Отрывок для чтения:
══════════════════════════════

Этот подарок должен был выразить необычайную дань уважения необыкновенному дуайену со стороны всего дипломатического корпуса в военное время. Я велел зондировать мнение дам; все они были против, особенно одна из умнейших дам дипломатического корпуса — мадам де Буксгевден. Она предупредила меня, что моя затея потерпит крах. Тем не менее я разослал бумагу, оформленную на самом изысканном дипломатическом французском языке. Ханс, наш курьер, сначала справлялся о дамах. Если их не было дома, он откладывал визит на другой день. Когда я собрал все подписи и их выгравировали на блюдах, баронесса де Буксгевден обрушилась на меня воинственно настроенная.
«Quelle horreur (Какой кошмар), — сказала она. — Как вы получили имя моего мужа?»
«Когда вас не было дома!» — ответил я.
«И все же я считаю позором, что имя моего мужа фигурирует на одном блюде с именами врагов моей страны».

══════════════════════════════

Предоставленные записи:
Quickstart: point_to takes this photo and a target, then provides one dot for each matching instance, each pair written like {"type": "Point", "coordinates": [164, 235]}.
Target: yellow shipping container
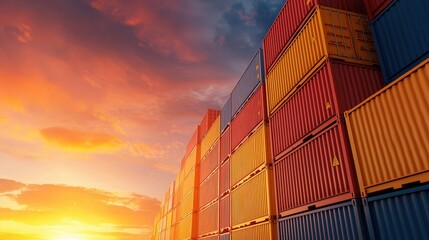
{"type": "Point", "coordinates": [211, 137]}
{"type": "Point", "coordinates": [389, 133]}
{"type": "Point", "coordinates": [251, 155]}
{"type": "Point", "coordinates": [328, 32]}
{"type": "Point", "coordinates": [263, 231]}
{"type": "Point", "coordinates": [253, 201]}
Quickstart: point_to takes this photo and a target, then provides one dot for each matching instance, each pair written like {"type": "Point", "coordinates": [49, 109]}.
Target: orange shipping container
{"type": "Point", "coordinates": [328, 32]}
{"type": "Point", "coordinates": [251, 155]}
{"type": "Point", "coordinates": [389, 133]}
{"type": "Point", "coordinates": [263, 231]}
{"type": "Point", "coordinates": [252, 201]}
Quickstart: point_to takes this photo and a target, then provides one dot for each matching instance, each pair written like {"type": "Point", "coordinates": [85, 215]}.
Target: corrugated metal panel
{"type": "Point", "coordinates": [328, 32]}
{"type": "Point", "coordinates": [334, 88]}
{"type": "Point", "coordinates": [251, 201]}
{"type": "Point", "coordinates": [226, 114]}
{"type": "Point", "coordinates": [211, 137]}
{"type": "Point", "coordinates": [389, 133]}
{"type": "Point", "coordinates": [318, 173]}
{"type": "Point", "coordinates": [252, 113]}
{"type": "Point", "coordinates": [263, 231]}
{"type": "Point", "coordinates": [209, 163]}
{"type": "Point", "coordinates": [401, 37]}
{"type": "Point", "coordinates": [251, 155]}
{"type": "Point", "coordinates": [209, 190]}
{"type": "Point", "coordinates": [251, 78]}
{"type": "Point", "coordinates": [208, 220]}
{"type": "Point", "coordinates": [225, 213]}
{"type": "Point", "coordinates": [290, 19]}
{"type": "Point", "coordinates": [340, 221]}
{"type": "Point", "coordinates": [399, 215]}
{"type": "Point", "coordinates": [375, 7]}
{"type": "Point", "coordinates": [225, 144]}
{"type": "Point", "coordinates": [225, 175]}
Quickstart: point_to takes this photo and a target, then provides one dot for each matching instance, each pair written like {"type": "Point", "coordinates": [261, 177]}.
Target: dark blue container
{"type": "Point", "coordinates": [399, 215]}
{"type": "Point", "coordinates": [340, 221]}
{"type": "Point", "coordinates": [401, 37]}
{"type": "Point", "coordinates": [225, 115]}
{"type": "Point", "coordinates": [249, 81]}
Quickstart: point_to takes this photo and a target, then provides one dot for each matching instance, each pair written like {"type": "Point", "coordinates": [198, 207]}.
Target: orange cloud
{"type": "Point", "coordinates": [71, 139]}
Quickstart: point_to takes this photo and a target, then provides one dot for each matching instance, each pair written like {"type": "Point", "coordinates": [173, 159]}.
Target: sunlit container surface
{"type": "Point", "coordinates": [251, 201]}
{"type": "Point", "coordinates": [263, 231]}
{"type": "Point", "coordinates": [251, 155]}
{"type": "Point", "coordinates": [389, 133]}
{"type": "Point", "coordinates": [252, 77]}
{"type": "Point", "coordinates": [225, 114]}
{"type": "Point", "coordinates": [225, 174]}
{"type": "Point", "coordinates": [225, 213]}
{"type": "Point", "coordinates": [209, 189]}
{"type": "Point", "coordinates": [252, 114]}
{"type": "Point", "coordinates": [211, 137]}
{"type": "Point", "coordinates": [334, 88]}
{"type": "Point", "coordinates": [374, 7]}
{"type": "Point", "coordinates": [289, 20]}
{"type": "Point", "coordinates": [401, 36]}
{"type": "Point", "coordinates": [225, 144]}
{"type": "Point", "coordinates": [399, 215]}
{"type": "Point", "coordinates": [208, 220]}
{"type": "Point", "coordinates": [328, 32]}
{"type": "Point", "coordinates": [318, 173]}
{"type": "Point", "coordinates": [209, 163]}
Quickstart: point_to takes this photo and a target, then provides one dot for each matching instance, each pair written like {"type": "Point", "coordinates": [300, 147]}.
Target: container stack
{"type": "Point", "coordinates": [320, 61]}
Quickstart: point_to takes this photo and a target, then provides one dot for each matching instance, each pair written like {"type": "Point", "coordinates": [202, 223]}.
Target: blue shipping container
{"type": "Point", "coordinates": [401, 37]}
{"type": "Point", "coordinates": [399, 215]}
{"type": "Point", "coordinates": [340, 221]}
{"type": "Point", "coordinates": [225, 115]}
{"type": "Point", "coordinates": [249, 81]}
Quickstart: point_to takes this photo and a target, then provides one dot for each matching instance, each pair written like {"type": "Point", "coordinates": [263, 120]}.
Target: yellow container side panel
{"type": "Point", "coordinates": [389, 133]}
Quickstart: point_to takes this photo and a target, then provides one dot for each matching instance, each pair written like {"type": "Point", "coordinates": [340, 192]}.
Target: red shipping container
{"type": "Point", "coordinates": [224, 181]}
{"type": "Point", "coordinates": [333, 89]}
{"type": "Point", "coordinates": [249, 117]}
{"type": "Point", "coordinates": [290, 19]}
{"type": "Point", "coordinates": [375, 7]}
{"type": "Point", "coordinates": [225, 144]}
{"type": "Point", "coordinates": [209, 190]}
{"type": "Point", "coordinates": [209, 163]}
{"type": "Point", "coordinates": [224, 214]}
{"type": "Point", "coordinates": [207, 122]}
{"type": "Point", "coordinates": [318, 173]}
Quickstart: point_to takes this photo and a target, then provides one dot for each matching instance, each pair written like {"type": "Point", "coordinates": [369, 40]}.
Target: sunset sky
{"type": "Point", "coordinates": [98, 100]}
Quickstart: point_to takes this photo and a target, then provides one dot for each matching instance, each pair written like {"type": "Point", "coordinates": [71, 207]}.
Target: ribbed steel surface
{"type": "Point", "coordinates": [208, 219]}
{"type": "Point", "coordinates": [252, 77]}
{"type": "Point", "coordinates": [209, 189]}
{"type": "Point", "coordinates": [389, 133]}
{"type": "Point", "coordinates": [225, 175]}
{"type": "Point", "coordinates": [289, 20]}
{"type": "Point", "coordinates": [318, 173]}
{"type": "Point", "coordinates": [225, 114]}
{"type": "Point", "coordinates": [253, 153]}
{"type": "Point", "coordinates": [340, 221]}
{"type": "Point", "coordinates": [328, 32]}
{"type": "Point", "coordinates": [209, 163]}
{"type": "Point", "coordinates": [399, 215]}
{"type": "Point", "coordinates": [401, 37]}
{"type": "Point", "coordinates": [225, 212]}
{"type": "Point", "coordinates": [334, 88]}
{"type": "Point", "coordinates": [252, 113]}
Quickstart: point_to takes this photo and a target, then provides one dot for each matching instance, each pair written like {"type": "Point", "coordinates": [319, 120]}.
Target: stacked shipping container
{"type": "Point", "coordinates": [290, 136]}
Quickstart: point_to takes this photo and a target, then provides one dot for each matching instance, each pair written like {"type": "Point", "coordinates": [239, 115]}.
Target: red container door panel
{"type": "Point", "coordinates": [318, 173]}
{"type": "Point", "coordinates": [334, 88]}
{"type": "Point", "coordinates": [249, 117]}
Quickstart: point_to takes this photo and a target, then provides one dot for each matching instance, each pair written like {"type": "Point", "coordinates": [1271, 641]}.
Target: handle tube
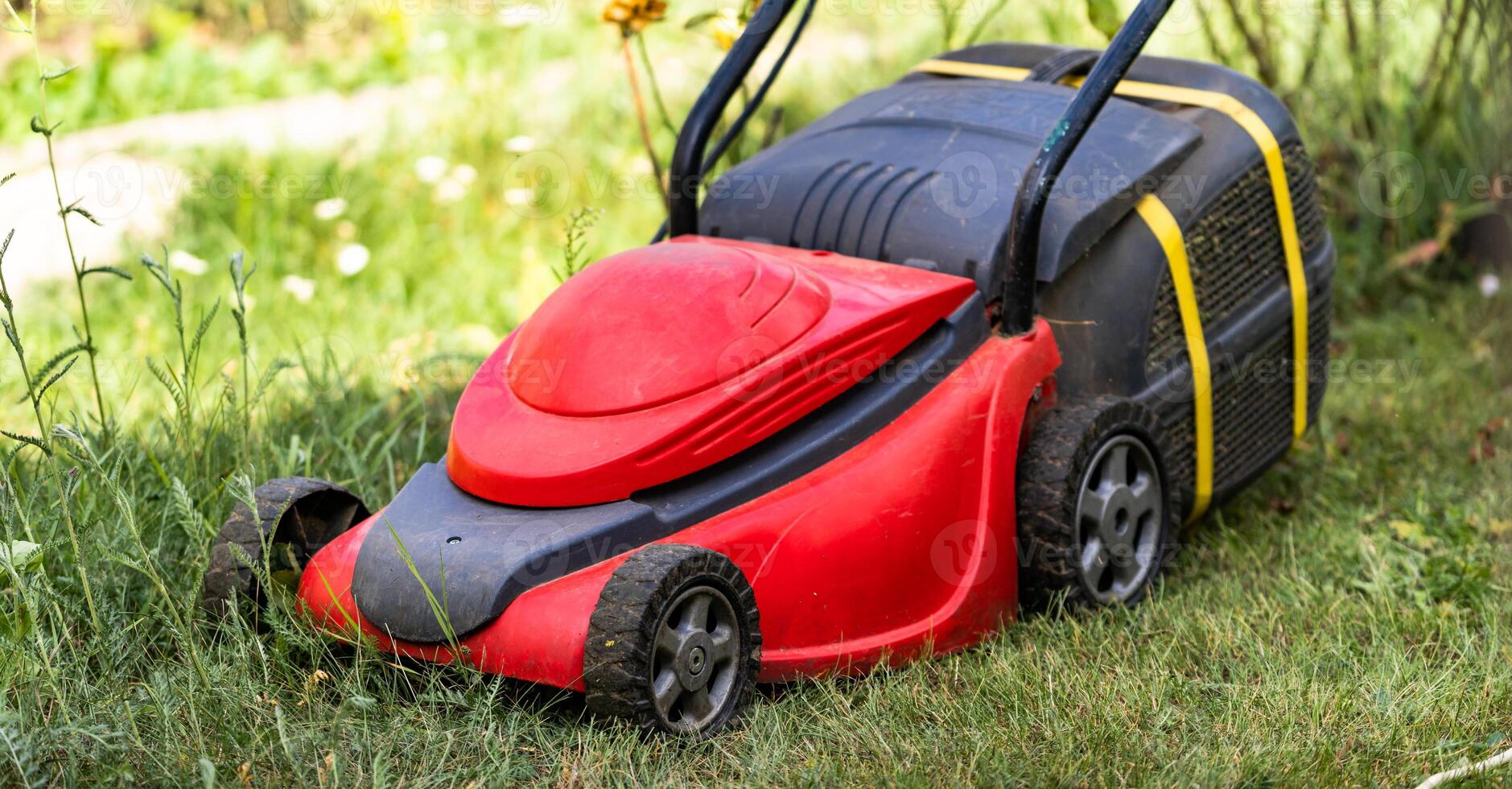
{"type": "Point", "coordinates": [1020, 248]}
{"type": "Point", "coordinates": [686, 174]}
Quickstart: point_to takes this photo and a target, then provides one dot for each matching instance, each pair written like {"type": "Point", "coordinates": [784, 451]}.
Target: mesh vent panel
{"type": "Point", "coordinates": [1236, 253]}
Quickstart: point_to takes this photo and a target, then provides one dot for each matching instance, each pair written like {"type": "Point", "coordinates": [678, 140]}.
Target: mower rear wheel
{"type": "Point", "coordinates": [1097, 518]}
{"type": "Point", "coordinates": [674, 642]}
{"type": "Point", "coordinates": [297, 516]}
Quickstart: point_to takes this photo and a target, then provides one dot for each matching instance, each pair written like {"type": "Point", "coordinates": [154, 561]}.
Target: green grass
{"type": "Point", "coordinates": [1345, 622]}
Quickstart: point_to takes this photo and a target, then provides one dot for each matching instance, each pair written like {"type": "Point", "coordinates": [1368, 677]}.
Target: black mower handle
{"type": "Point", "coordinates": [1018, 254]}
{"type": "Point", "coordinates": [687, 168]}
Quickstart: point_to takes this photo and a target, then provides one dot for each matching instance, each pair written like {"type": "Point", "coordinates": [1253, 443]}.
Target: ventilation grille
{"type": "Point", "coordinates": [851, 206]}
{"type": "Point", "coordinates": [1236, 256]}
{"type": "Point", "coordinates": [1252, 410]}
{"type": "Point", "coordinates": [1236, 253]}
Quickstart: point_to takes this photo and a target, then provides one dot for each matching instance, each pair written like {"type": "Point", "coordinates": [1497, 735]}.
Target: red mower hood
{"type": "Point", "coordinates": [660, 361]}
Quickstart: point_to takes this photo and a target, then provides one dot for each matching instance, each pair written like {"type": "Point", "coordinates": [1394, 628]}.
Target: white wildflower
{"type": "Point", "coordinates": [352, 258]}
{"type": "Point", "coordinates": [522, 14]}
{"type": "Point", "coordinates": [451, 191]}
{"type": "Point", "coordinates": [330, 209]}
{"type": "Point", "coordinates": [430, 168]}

══════════════════════════════

Цель задания: Продублируете ли вы дословно отрывок о подарке дуайену от слов «Этот подарок должен» до слов «меня воинственно настроенная.» включительно? Записи здесь никакой роли не играют.

Решение задания:
Этот подарок должен был выразить необычайную дань уважения необыкновенному дуайену со стороны всего дипломатического корпуса в военное время. Я велел зондировать мнение дам; все они были против, особенно одна из умнейших дам дипломатического корпуса — мадам де Буксгевден. Она предупредила меня, что моя затея потерпит крах. Тем не менее я разослал бумагу, оформленную на самом изысканном дипломатическом французском языке. Ханс, наш курьер, сначала справлялся о дамах. Если их не было дома, он откладывал визит на другой день. Когда я собрал все подписи и их выгравировали на блюдах, баронесса де Буксгевден обрушилась на меня воинственно настроенная.